Stored data entries
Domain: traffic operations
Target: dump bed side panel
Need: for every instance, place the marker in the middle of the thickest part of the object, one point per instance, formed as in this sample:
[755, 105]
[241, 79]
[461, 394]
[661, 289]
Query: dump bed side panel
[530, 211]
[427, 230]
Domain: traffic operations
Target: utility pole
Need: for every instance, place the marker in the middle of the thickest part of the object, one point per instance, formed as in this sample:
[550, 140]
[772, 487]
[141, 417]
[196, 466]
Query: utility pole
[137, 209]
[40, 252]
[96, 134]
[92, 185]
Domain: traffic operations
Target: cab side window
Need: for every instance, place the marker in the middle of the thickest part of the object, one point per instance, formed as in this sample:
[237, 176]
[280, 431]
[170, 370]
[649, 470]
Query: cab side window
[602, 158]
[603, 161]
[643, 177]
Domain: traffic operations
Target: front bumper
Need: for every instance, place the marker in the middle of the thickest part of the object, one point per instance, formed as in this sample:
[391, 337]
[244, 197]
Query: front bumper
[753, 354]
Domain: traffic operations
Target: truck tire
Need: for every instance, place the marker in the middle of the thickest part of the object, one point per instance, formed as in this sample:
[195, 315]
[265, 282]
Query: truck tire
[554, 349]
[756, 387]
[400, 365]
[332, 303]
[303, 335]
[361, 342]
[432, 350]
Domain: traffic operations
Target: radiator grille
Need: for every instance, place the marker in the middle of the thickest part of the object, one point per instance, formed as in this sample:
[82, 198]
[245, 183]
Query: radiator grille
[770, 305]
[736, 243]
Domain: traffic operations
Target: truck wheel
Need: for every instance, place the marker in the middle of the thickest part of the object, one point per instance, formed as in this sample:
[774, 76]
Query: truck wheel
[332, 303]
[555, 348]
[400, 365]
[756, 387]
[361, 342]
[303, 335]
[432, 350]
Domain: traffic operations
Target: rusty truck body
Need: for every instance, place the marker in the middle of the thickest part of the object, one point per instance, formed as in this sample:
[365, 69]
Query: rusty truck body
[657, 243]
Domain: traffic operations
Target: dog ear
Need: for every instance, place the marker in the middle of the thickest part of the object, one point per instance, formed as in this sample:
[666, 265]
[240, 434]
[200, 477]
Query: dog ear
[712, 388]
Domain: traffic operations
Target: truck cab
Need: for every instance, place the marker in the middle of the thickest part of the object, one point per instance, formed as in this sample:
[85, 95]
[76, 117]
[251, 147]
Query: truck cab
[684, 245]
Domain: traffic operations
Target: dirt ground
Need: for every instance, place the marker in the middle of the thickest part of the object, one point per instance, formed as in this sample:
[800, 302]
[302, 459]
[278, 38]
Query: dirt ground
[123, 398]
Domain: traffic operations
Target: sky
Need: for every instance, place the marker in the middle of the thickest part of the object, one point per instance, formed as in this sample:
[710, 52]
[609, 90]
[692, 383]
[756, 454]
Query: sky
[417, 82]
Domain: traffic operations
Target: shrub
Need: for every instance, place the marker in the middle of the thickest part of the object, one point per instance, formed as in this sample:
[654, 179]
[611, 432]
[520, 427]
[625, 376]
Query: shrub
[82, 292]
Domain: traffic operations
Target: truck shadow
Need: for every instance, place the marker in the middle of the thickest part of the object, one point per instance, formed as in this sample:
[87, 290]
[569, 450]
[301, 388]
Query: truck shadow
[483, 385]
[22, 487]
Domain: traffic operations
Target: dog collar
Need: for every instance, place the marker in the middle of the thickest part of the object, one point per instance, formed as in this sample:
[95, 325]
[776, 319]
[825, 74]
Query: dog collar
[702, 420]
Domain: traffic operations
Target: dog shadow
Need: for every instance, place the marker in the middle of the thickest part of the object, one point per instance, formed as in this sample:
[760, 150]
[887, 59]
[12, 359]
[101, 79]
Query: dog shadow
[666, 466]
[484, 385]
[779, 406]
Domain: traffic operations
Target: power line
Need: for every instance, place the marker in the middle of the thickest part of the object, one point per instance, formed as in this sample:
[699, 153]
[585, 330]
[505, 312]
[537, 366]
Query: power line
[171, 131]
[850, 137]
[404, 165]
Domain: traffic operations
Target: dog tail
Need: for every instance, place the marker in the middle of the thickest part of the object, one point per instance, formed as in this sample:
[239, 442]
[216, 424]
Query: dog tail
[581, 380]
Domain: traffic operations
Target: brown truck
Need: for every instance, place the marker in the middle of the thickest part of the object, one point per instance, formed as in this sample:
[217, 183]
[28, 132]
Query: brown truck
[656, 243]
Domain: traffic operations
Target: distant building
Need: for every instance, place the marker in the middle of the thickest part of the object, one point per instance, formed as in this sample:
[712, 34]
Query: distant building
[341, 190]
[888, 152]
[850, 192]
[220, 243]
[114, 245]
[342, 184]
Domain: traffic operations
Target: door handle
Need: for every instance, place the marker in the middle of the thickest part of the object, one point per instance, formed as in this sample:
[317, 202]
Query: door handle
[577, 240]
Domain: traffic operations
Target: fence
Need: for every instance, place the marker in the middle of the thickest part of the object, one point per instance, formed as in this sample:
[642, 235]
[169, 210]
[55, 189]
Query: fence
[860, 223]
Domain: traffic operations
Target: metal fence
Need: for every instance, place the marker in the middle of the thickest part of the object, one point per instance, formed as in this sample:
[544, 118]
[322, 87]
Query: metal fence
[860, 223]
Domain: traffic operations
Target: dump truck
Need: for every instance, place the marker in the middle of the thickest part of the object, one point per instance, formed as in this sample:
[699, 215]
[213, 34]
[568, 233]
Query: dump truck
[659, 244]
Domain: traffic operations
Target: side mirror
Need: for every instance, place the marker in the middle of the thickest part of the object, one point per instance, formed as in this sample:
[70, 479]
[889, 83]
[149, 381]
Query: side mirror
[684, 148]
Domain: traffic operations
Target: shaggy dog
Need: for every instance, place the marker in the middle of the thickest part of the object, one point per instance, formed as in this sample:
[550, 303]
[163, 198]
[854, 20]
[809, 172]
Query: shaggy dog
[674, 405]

### Problem to solve
Retype every line above with nothing changed.

### Worked solution
Domain: traffic operations
Target: dump bed side panel
Need: for every instance, place the marker in the middle of the thickest part of the object, one point per instance, formed as in this sample:
[755, 105]
[241, 79]
[461, 394]
[661, 289]
Query: dump bed side panel
[530, 211]
[427, 230]
Domain: traffic operations
Target: utility pole
Need: for every instance, place the marker in the middle of the thickest part of the object, one point per instance, formed as in this sample:
[550, 140]
[772, 487]
[141, 417]
[196, 466]
Query: utility pole
[137, 209]
[40, 252]
[96, 134]
[92, 185]
Domain: traffic operations
Target: cab side window
Need: for every instance, place the marker in the middle of the thickest part of the object, one point per instance, formed as in this sample:
[237, 176]
[280, 431]
[170, 370]
[649, 470]
Query: cab side window
[602, 158]
[603, 161]
[643, 177]
Domain: traffic operations
Target: front bumper
Need: for every instance, place the marker in the middle of the thickest part of the object, one point per instance, formed as in this sample:
[391, 337]
[244, 197]
Query: front bumper
[753, 354]
Domain: traffic operations
Target: truck tire
Need: for every instance, place the marker in the middle of the thickest part of the object, one point per instance, formed as in this sample:
[195, 315]
[265, 282]
Query: truck tire
[554, 349]
[756, 387]
[400, 365]
[332, 303]
[303, 335]
[361, 342]
[432, 350]
Domain: traffic operations
Target: radiator grille
Need: for every instance, place the marker in the middle of the thickest part of the object, one point per instance, formed as in this sample:
[82, 198]
[245, 183]
Query: radiator grille
[770, 305]
[736, 243]
Domain: traffic operations
Target: truck wheel
Need: for every instance, place the marker in the middle of the thickest part of the object, one point per instance, formed as in this sample:
[774, 76]
Query: truck wheel
[332, 303]
[555, 348]
[400, 365]
[756, 387]
[361, 342]
[303, 335]
[432, 350]
Domain: traffic operations
Target: rusty truck body
Need: for every instance, place the marker in the middle of the thickest part of the object, one point per instance, formed as in this sample:
[365, 69]
Query: rusty truck body
[657, 243]
Domain: traffic operations
Target: dog ear
Need: for every instance, place the marker in the middle of the thickest part of the object, one point per instance, formed as in this sample:
[666, 265]
[240, 434]
[200, 477]
Query: dog ear
[712, 388]
Domain: traffic operations
Target: truck cab
Need: for every instance, place the marker in the middle of the thickest part of the object, one point per instance, formed as in this sample:
[85, 95]
[76, 117]
[251, 147]
Query: truck cab
[684, 245]
Domain: traffic operations
Target: dirt ground
Need: for every instance, place the marker in the middle of the thickest part of the object, one point per instance, formed as in this sample:
[800, 302]
[302, 459]
[278, 38]
Query: dirt ground
[123, 398]
Domain: traffic operations
Target: sky
Need: for every instance, place the marker in the middle of the thickest part of the object, one point per instance, formed as in this sample:
[710, 52]
[609, 90]
[692, 383]
[756, 454]
Query: sky
[417, 82]
Domain: traffic operations
Target: shrub
Need: for every instance, place the marker in the middle of the thickest part of the object, one point per instance, formed as in this sample:
[654, 179]
[611, 432]
[520, 427]
[625, 376]
Query: shrub
[82, 292]
Domain: traffic operations
Target: truck shadow
Need: for every instance, place the marker in the middle of the thickest part of the object, one point per instance, formed as in this sample:
[87, 290]
[569, 450]
[301, 388]
Query: truck shadow
[483, 385]
[22, 487]
Domain: traffic operations
Target: dog collar
Need: for every instance, place the marker in the middle of the thickest part of the object, one point per instance, formed as in this sample:
[95, 325]
[776, 319]
[825, 74]
Query: dog collar
[702, 420]
Domain: traffic operations
Target: dog shadow
Need: for every instance, place the marker in the middle of the thickest part of the object, one point per instance, formed as in this sample:
[760, 150]
[887, 59]
[12, 359]
[101, 79]
Query: dog shadow
[666, 466]
[484, 385]
[779, 406]
Domain: traffic operations
Target: power line
Need: for every instance, place the marker in the middle of the thickest part of the object, one point per instance, formed as in this sample:
[699, 153]
[585, 330]
[505, 312]
[537, 366]
Query: power line
[171, 131]
[850, 137]
[404, 165]
Domain: traffic operations
Target: dog tail
Need: for every instance, place the marker in the middle of the thickest part of the object, one point per instance, formed as in this sample:
[239, 442]
[216, 424]
Query: dog tail
[581, 380]
Domain: traffic operations
Target: brown truck
Need: for every instance, place the marker in the middle of the thickest part of the object, one point per instance, formed as in this sample:
[217, 183]
[28, 132]
Query: brown truck
[656, 243]
Domain: traffic operations
Target: distant building
Need: for every instance, place the marker in the middle of the thickest part of the object, one point per instance, formed as in this sample:
[712, 34]
Query: distant building
[341, 190]
[888, 152]
[850, 192]
[220, 243]
[114, 245]
[342, 184]
Domain: traffic operations
Target: door handle
Need: for every instance, place the marker in the middle of the thickest part of the object, one point per instance, formed as in this sample:
[317, 202]
Query: door handle
[577, 240]
Domain: traffic operations
Target: fence
Need: for every instance, place the marker in the middle of the thickest part of the object, one point per instance, formed as in this sample:
[642, 235]
[169, 210]
[55, 189]
Query: fence
[860, 223]
Domain: traffic operations
Target: metal fence
Need: for every instance, place the marker in the middle of the thickest part of the object, one point per instance, formed as in this sample:
[544, 118]
[322, 87]
Query: metal fence
[860, 223]
Domain: traffic operations
Target: dump truck
Need: for every instance, place the marker in the middle of the thickest part of the object, one point per instance, formed as in this sample:
[699, 215]
[213, 34]
[568, 233]
Query: dump truck
[659, 244]
Domain: traffic operations
Target: side mirror
Need: for every instance, place the marker in the middle of the thickest part of the object, one point per instance, formed as in this sample:
[70, 479]
[889, 83]
[149, 381]
Query: side mirror
[684, 148]
Domain: traffic operations
Target: shaggy dog
Need: for every instance, place the marker in the middle of the thickest part of the object, one point per instance, formed as in this sample:
[550, 303]
[163, 198]
[854, 20]
[809, 172]
Query: shaggy dog
[674, 405]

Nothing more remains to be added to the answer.